[Start of EXCERPT PROVIDED]

In a tale collected in the White Sea region from Russian storyteller Matvei M. Korguev with the title "Ондрей-стрелец" ("Ondrey, the Archer"), Ondrey is a member of the royal archers, and one day decides to go alone on a hunt. He shoots a female falcon (Russian: соколица, "sokolitsa") with an arrow and goes to kill it, but the falcon, with human voice, pleads for its life and asks to be taken to his home. He does and the falcon becomes a human maiden. They live as man and wife for some time. Months into their domestic arrangement, the falcon maiden wants to help her human husband improve is material wealth, so she weaves for him a carpet, and tells him to sell by the nighest price. The prince's servant buys it a hangs on a castle wall. The prince admires the handwork and asks about its origins. The servant says Ondrey's wife did it. They go to Ondrey's hut and his wife opens the door. They admire her great beauty, and, after returning to the palace, plot to kill Ondrey and take the maiden. Thus, the prince, advised by a witch, sends Ondrey on dangerous errands: first, to get a golden sheep's head from Buyan; then a golden pig hair; lastly, to go "don't know where", fetch "don't know what". The falcon maiden, named Elena the Beautiful, summons magical help to produce the golden sheep's head and the pig hair. As for the "don't know whay", Elena gives her husband a yarn he must roll out and follow the thread where it ends. With tears in his eyes, he says goodbye to his wife and follows the ball of yarn. It stops at a castle, where his wife's family lives. With the help of his mother-in-law, a wise sorceress, he locates the "don't know what": a spirit named Svat Naum.

====Kalmyk people====
According to Baira Goryaeva, expert on Kalmyk folklore, tale type 465A, in the Kalmyk tale corpus, shows that the hero (of humble origins) marries a daughter of Khurmusta-Tengri, a celestial deity.

In a Kalmyk tale, Tsarkin Khan and the Archer, an Archer steals the robe of a "golden-crowned" swan maiden when she was in human form and marries her. Later, the titular Tsarkin Khan wants to marry the Archer's swan maiden wife and plans to get rid of him by setting dangerous tasks.

====Gagauz people====
In a tale from the Gagauz people, Concerning the Sun, collected by Moshkov and translated by Charles Fillingham Coxwell, a tsar orders his three sons to shoot three arrows to decide their fates. The elders' arrows land near human maidens; the youngest's falls nears a tortoise. The tsar's son takes the tortoise home and goes hunting. When he returns at night, he sees the place clean and tidy and a meal prepared for him. He discovers that the tortoise changes into a beautiful human maiden and gets rid of her shell. Some time later, his father, the tsar, sees his daughter-in-law and decides to have her for himself. So he goes to his son and tasks him with getting his dead mother (the tsar's dead wife)'s ring, by going into the other world. The magical wife, now human, instructs her human husband to go to the sea and shout into a hole, her mother will appear and give him the keys to the earth. The tsar's son obeys his wife and uses the keys on the locks of the earth; the enters the earth and begins a journey. Every stop he is asked by a person about a problem, and the tsar's son promises to bring the questions to God (tale type ATU 461, "Three Hairs from the Devil's Beard"). He reaches a shining castle, and meets the mother of the Sun, who tells him that the Sun has his mother's ring. Coxwell compared the initial episode to the Russian tale Frog Princess and German (Grimm) tale The Three Feathers.

[End of EXCERPT PROVIDED]

* [EXERCISES]:
A. Edit the stretch of the folktale excerpt from "In a Kalmyk" through "setting dangerous tasks.", replacing "robe" with "cloak".
B. Answer these questions using the folktale excerpt:
(i) According to the text, what kind of figure is Khurmusta-Tengri?
(ii) What is the falcon maiden called?
(iii) Who translated the Gagauz tale Concerning the Sun?
The records below come from a separate source.

[Start of DATA RECORDS]

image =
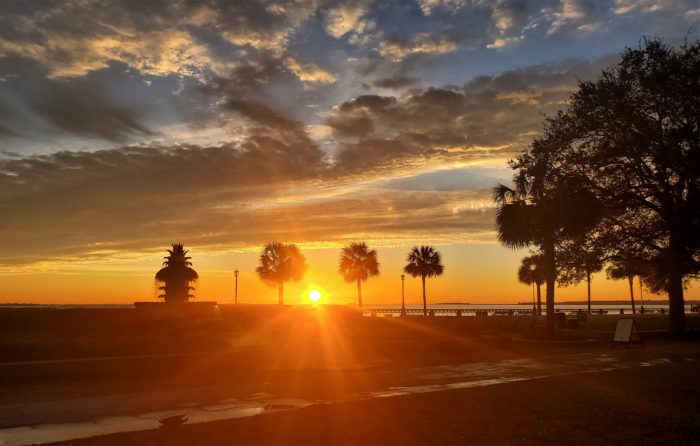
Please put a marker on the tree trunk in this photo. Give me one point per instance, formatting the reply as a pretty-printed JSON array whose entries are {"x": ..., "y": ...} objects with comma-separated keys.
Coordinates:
[
  {"x": 631, "y": 281},
  {"x": 425, "y": 304},
  {"x": 588, "y": 279},
  {"x": 359, "y": 294},
  {"x": 676, "y": 307},
  {"x": 550, "y": 277}
]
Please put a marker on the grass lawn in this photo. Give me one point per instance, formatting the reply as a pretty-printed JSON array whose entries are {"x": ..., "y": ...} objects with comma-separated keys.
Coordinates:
[{"x": 641, "y": 406}]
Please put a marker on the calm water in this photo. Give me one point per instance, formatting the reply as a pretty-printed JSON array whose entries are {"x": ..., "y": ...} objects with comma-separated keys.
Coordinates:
[{"x": 495, "y": 309}]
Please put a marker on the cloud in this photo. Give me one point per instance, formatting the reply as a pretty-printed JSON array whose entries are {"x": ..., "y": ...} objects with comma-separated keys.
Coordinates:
[
  {"x": 396, "y": 82},
  {"x": 83, "y": 110},
  {"x": 159, "y": 53},
  {"x": 421, "y": 43},
  {"x": 346, "y": 18},
  {"x": 136, "y": 199},
  {"x": 503, "y": 42},
  {"x": 428, "y": 6},
  {"x": 310, "y": 72},
  {"x": 488, "y": 117}
]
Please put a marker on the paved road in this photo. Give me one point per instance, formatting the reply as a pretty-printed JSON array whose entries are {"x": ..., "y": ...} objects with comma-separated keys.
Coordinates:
[{"x": 84, "y": 417}]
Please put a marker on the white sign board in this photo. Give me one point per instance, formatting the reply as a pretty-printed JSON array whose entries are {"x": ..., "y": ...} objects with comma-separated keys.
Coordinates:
[{"x": 626, "y": 331}]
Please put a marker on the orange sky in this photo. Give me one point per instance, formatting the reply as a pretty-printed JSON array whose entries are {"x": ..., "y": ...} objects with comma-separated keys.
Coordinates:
[{"x": 474, "y": 273}]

[End of DATA RECORDS]

* [ANSWERS FOR THE EXERCISE]:
A.
In a Kalmyk tale, Tsarkin Khan and the Archer, an Archer steals the cloak of a "golden-crowned" swan maiden when she was in human form and marries her. Later, the titular Tsarkin Khan wants to marry the Archer's swan maiden wife and plans to get rid of him by setting dangerous tasks.

B.
(i) A celestial deity.
(ii) Elena the Beautiful.
(iii) Charles Fillingham Coxwell.